Transcribe, word for word, the stretch of the article on Rukam Capital and India's consumer market from "Rukam Capital’s Recipe" through "on volume-driven growth.".

=== TEXT SECTION ===
# # # #
Rukam Capital’s Recipe For Success In India’s Diverse Consumer Market
Creating for the masses or premiumisation for the niches – which trend will shape India’s consumer landscape in the long run? Many would choose the first option. Given an inflationary environment and slowing growth worldwide, what’s better than leveraging affordability and scale in a classic price-conscious market? Yes, the margins are low, but industry giants like Reliance, the Tata group, Hindustan Lever and Dabur India have built their brands on volume-driven growth.
Lately, however, the Indian consumer market has witnessed a great divide in spending patterns. Of course, the charm of mass-market products is far from fading. Affordability remains crucial for broad household consumption (food, groceries and other home essentials), and a UBS Securities report estimates that growth in this sector will remain subdued at 4-5% YoY in FY26. Conversely, in a report titled The Rise of Affluent India, Goldman Sachs has underscored how consumption by the top end of the country’s income pyramid is ushering in a new trend.
According to its estimates, the top 10% of urban India (around 3.5% of the total population) spend eight to 10 times more on premium categories than the national average. It is further suggested that roughly 30 Mn or 20% of Indian households engage in high-end consumption. But delving deep, we find a unique convergence of aspirational minds across the country, which means tier II and III cities are also playing a significant role in this transformation, unlocking new opportunities for direct-to-consumer (D2C) brands and venture capital players investing in them for early advantage.
# # # #
=== INPUT DATA ===
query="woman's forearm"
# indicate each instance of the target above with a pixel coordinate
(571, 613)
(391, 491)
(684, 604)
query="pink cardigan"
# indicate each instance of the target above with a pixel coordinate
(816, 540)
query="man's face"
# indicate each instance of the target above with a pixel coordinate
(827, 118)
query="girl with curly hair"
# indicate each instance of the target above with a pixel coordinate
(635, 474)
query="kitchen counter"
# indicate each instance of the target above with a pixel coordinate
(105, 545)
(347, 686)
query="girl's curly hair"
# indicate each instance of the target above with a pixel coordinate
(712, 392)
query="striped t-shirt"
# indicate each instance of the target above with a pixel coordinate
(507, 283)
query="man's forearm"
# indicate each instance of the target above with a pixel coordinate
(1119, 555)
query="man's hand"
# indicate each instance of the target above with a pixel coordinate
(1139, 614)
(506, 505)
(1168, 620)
# # # #
=== EXERCISE SOLUTION ===
Rukam Capital’s Recipe For Success In India’s Diverse Consumer Market
Creating for the masses or premiumisation for the niches – which trend will shape India’s consumer landscape in the long run? Many would choose the first option. Given an inflationary environment and slowing growth worldwide, what’s better than leveraging affordability and scale in a classic price-conscious market? Yes, the margins are low, but industry giants like Reliance, the Tata group, Hindustan Lever and Dabur India have built their brands on volume-driven growth.